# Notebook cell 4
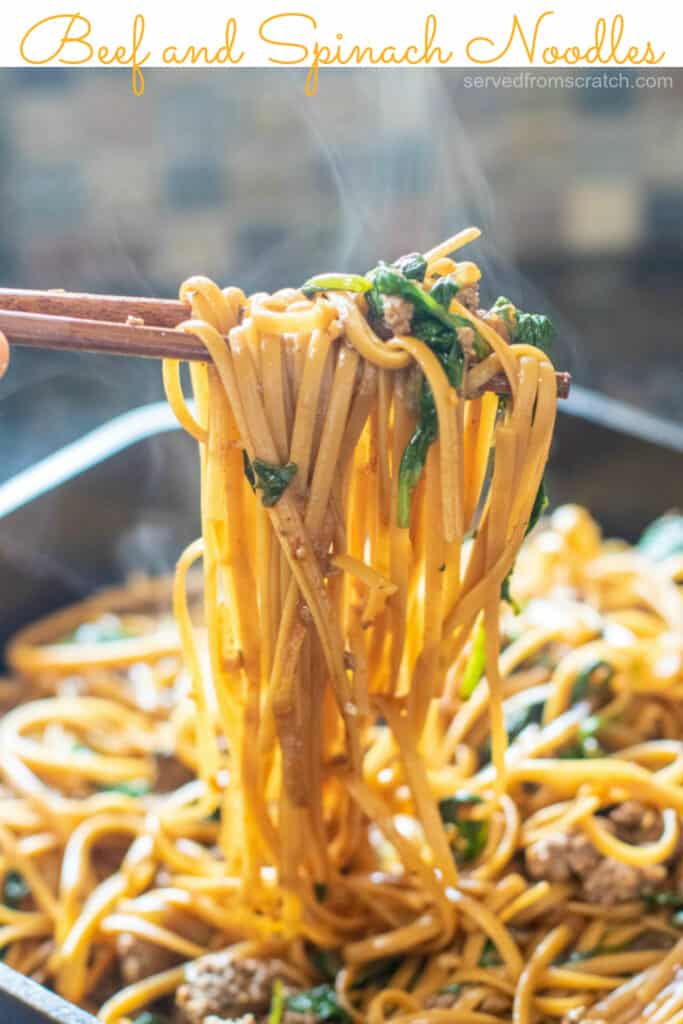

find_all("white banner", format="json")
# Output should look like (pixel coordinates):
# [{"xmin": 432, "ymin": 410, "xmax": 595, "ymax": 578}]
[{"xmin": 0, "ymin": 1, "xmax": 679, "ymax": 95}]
☆ ☆ ☆
__What the task requires__. Are you able to set down all the lines above exactly, without any pictures?

__Written response__.
# Notebook cell 4

find_all("white banner", format="json")
# Output should look like (pixel coordinates):
# [{"xmin": 432, "ymin": 410, "xmax": 595, "ymax": 578}]
[{"xmin": 0, "ymin": 1, "xmax": 679, "ymax": 95}]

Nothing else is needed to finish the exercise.